──────── Seçilen metin ────────

1.Temyiz olunan nihai kararların bozulması 6100 sayılı Hukuk Muhakemeleri Kanunu'nun (6100 sayılı Kanun) geçici 3 üncü maddesinin atfıyla 1086 sayılı Hukuk Usulü Muhakemeleri Kanunu'nun (1086 sayılı Kanun) 26.09.2004 tarihli ve 5236 sayılı Kanun'la yapılan değişiklikten önceki 428 inci maddesinde yer alan sebeplerden birinin varlığı hâlinde mümkündür.

2. Arsa niteliğindeki taşınmazın zeminine 2942 sayılı Kanun'un 11 inci maddesinin birinci fıkrasının (g) bendi uyarınca emsal karşılaştırması yapılarak değer biçilmesi yerindedir.

────────

_Alıştırma A_
Karar metnine göre, temyiz edilen nihai kararların bozulmasında 6100 sayılı Kanun yürürlükteyken neden 1086 sayılı Kanun'un 428 inci maddesine dayanılıyor? Kısaca açıklayın.
_Alıştırma B_
Karar metnini bıraktığı yerden sürdürün.

──────── Sağlanan materyal ────────

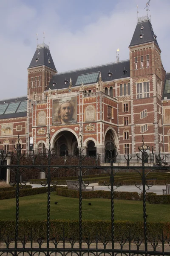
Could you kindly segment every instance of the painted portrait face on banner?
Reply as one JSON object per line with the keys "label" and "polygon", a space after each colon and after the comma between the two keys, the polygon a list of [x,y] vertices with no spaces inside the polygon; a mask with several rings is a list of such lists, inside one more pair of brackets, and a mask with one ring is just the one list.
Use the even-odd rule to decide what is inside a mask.
{"label": "painted portrait face on banner", "polygon": [[77,122],[77,99],[70,97],[53,101],[53,125],[66,125]]}

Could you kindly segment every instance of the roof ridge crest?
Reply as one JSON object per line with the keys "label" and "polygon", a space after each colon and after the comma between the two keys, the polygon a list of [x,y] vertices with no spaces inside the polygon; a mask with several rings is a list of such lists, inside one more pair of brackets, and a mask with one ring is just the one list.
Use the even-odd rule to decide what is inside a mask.
{"label": "roof ridge crest", "polygon": [[82,67],[81,68],[79,68],[78,69],[74,69],[74,70],[68,70],[67,71],[64,71],[63,72],[58,72],[57,73],[57,75],[56,75],[56,76],[57,76],[58,75],[61,74],[65,74],[66,73],[70,73],[71,72],[72,72],[73,71],[78,71],[79,70],[85,70],[86,69],[88,69],[89,68],[91,68],[92,67],[97,67],[103,66],[107,66],[107,65],[108,65],[109,64],[116,64],[120,63],[121,62],[125,62],[125,61],[129,61],[129,59],[126,59],[125,60],[120,61],[118,62],[118,61],[114,61],[114,62],[108,62],[108,63],[105,63],[105,64],[100,64],[100,65],[95,65],[95,66],[90,66],[89,67],[84,67],[84,68]]}

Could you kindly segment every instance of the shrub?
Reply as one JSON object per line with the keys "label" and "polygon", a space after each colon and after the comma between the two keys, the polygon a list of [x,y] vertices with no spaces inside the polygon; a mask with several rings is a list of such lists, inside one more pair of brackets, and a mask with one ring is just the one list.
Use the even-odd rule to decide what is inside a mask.
{"label": "shrub", "polygon": [[[55,188],[51,187],[51,191],[53,190],[55,191]],[[21,189],[19,191],[19,196],[22,197],[28,195],[33,195],[46,193],[47,192],[47,189],[44,187],[34,188],[34,189]],[[0,200],[8,199],[9,198],[15,198],[15,190],[0,192]]]}
{"label": "shrub", "polygon": [[[56,237],[57,240],[63,237],[63,230],[66,239],[74,238],[78,240],[79,237],[79,223],[78,220],[52,220],[51,221],[50,237]],[[20,221],[19,222],[18,235],[23,239],[26,235],[26,240],[29,240],[28,234],[32,232],[34,241],[38,238],[46,237],[46,221]],[[12,239],[14,237],[15,221],[0,221],[0,230],[3,234],[3,239]],[[162,235],[162,230],[164,236],[167,236],[169,239],[170,234],[169,222],[147,222],[147,238],[149,240],[156,239]],[[129,230],[131,236],[134,238],[139,237],[143,239],[143,223],[142,221],[115,221],[115,239],[118,240],[122,236],[126,238],[129,236]],[[89,237],[91,240],[95,240],[96,234],[102,239],[111,240],[111,221],[100,220],[82,221],[82,238]],[[66,238],[68,238],[67,239]]]}

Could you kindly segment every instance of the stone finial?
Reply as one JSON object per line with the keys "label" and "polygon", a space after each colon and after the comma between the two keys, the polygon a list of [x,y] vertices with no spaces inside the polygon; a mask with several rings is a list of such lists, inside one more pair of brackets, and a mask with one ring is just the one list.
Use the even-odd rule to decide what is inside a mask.
{"label": "stone finial", "polygon": [[100,72],[100,73],[99,74],[99,81],[102,81],[102,75],[101,75],[101,72]]}
{"label": "stone finial", "polygon": [[72,80],[71,80],[71,77],[70,79],[70,84],[69,84],[69,87],[70,88],[71,87],[72,85]]}

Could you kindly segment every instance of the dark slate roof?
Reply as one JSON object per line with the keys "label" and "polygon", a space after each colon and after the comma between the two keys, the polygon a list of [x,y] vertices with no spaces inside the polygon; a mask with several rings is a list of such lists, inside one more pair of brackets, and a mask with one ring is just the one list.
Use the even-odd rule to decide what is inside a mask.
{"label": "dark slate roof", "polygon": [[[123,73],[124,69],[127,71],[126,74],[124,74]],[[108,76],[109,70],[112,73],[111,77],[109,77]],[[129,77],[130,76],[129,60],[104,64],[96,67],[82,68],[67,72],[58,73],[52,78],[47,90],[48,90],[49,88],[51,90],[54,90],[68,88],[70,78],[71,78],[72,87],[74,87],[75,86],[76,81],[79,76],[97,72],[101,72],[102,79],[104,82],[113,81],[113,79]],[[65,79],[68,81],[66,84],[65,84]],[[53,85],[54,81],[56,83],[54,86]]]}
{"label": "dark slate roof", "polygon": [[164,99],[164,97],[167,97],[167,99],[170,99],[170,93],[165,93],[164,91],[165,89],[166,80],[170,79],[170,72],[167,73],[165,76],[165,81],[164,82],[164,88],[163,89],[163,93],[162,95],[162,99]]}
{"label": "dark slate roof", "polygon": [[[0,112],[1,113],[3,111],[2,109],[3,109],[3,106],[4,105],[8,105],[3,111],[3,113],[0,114],[0,119],[8,119],[8,118],[15,118],[17,117],[22,117],[26,116],[27,111],[26,106],[23,109],[23,111],[20,108],[21,106],[21,102],[27,102],[27,97],[26,96],[23,97],[19,97],[17,98],[14,98],[12,99],[8,99],[0,100]],[[6,114],[6,111],[8,110],[8,108],[10,105],[10,103],[14,103],[18,102],[19,104],[17,106],[16,109],[14,111],[14,113]],[[18,112],[17,111],[20,110],[21,112]]]}
{"label": "dark slate roof", "polygon": [[[144,20],[142,20],[141,18],[139,18],[139,20],[141,21],[138,22],[137,23],[129,46],[133,46],[146,43],[155,42],[158,47],[159,47],[156,38],[156,40],[154,39],[154,35],[155,34],[149,18],[147,16],[144,17],[145,18],[145,20],[143,19]],[[142,26],[143,27],[143,29],[141,30]],[[143,38],[140,38],[140,34],[141,32],[143,35]]]}
{"label": "dark slate roof", "polygon": [[[39,59],[37,62],[36,62],[37,58],[38,58]],[[51,61],[50,63],[48,62],[49,59]],[[49,46],[45,44],[37,45],[36,50],[28,67],[28,68],[43,65],[50,67],[54,70],[56,70],[54,64],[50,53]]]}

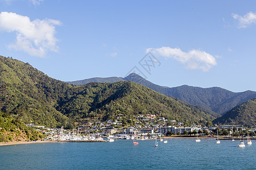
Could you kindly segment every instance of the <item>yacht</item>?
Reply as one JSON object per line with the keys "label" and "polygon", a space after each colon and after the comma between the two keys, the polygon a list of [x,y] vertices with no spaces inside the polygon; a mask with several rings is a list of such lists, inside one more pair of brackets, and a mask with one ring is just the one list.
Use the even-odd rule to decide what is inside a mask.
{"label": "yacht", "polygon": [[237,147],[245,147],[245,142],[243,142],[243,141],[240,141],[240,142],[239,142],[238,146]]}
{"label": "yacht", "polygon": [[201,140],[200,140],[200,139],[199,139],[199,138],[198,138],[198,133],[197,133],[197,132],[196,133],[196,134],[197,134],[197,139],[196,139],[196,142],[200,142],[201,141]]}
{"label": "yacht", "polygon": [[113,142],[115,141],[115,139],[114,139],[113,138],[108,138],[107,141],[109,142]]}
{"label": "yacht", "polygon": [[246,142],[246,144],[247,145],[251,145],[251,144],[253,144],[253,142],[251,142],[251,140],[250,140],[249,138],[249,134],[247,134],[247,142]]}
{"label": "yacht", "polygon": [[218,130],[217,130],[217,141],[216,141],[216,143],[220,143],[220,141],[218,140]]}

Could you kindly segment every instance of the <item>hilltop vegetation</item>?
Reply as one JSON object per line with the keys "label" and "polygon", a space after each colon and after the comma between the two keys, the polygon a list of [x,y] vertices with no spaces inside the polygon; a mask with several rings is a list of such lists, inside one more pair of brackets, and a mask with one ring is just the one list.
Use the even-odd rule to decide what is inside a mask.
{"label": "hilltop vegetation", "polygon": [[75,121],[155,114],[185,124],[218,115],[131,82],[73,86],[29,63],[0,57],[0,109],[14,118],[48,127],[73,128]]}
{"label": "hilltop vegetation", "polygon": [[0,111],[0,142],[38,140],[42,138],[40,133]]}
{"label": "hilltop vegetation", "polygon": [[[256,92],[246,91],[242,92],[233,92],[220,87],[201,88],[187,85],[170,88],[154,84],[141,76],[131,73],[127,76],[121,79],[112,78],[94,78],[83,80],[69,82],[77,85],[78,82],[81,84],[88,82],[105,82],[113,80],[133,81],[146,86],[167,96],[172,96],[192,105],[200,106],[208,110],[223,115],[234,107],[256,97]],[[97,81],[96,81],[97,80]],[[104,82],[101,82],[104,80]]]}
{"label": "hilltop vegetation", "polygon": [[213,123],[223,125],[256,125],[256,98],[243,103],[216,119]]}
{"label": "hilltop vegetation", "polygon": [[58,110],[75,120],[98,117],[106,120],[119,116],[129,118],[152,114],[191,124],[205,124],[215,118],[203,109],[131,82],[89,83],[85,87],[63,102]]}
{"label": "hilltop vegetation", "polygon": [[49,78],[29,63],[0,57],[0,109],[26,123],[69,127],[69,118],[56,110],[56,101],[71,85]]}
{"label": "hilltop vegetation", "polygon": [[79,85],[84,85],[90,83],[115,83],[120,81],[123,81],[122,78],[117,76],[112,76],[108,78],[96,77],[81,80],[67,82],[66,83],[70,84],[79,86]]}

────────

_Cevap A_
6100 sayılı Hukuk Muhakemeleri Kanunu'nun geçici 3 üncü maddesi, 1086 sayılı Kanun'un 428 inci maddesine atıf yapıyor. Madde, 5236 sayılı Kanun'la yapılan değişiklikten önceki hâliyle uygulanıyor. Bozma da ancak bu maddede sayılan sebeplerden biri varsa mümkün oluyor.

_Cevap B_
3. Temyizen incelenen mahkeme kararının bozmaya uygun olduğu, kararda ve kararın gerekçesinde hukuk kurallarının somut olaya uygulanmasında bir isabetsizlik bulunmadığı, bozma ile kesinleşen ve karşı taraf yararına kazanılmış hak durumunu oluşturan yönlerin ise yeniden incelenmesine hukukça imkân bulunmadığı anlaşılmakla, davacı idare vekilinin tüm, davalılar vekilinin aşağıdaki paragrafların kapsamı dışındaki temyiz nedenleri kararın bozulmasını gerektirecek nitelikte görülmemiştir.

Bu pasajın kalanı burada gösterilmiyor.